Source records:
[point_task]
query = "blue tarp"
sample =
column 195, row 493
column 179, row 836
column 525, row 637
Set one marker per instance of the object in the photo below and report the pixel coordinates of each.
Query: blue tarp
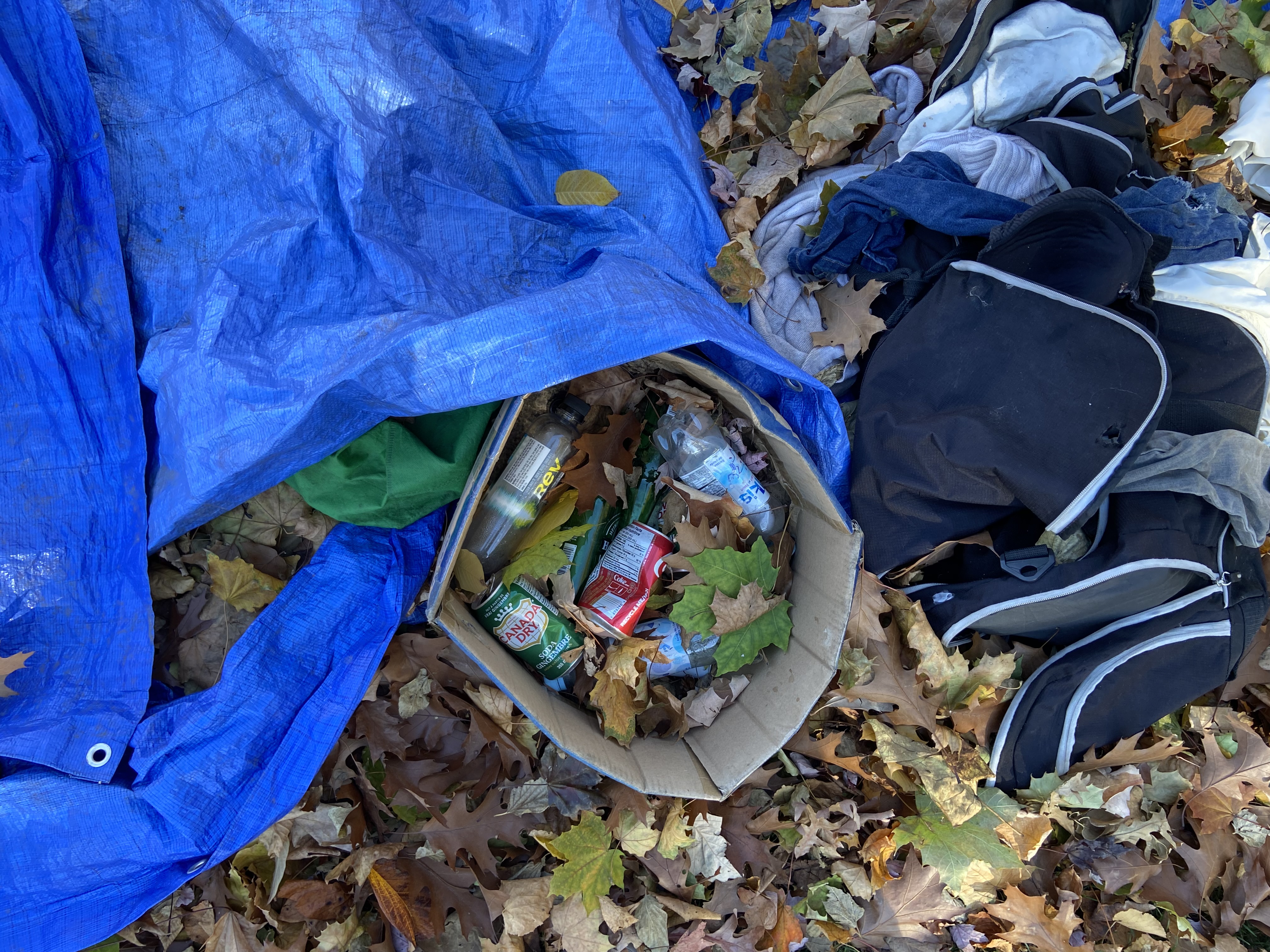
column 317, row 215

* **How to complete this task**
Return each line above exactly; any pictures are to be skipped.

* **Response to this task**
[point_task]
query = "blue tarp"
sample =
column 195, row 493
column 179, row 836
column 525, row 637
Set one marker per instance of the object in the photo below and report the pixel coordinates of each.
Query: blue tarp
column 317, row 215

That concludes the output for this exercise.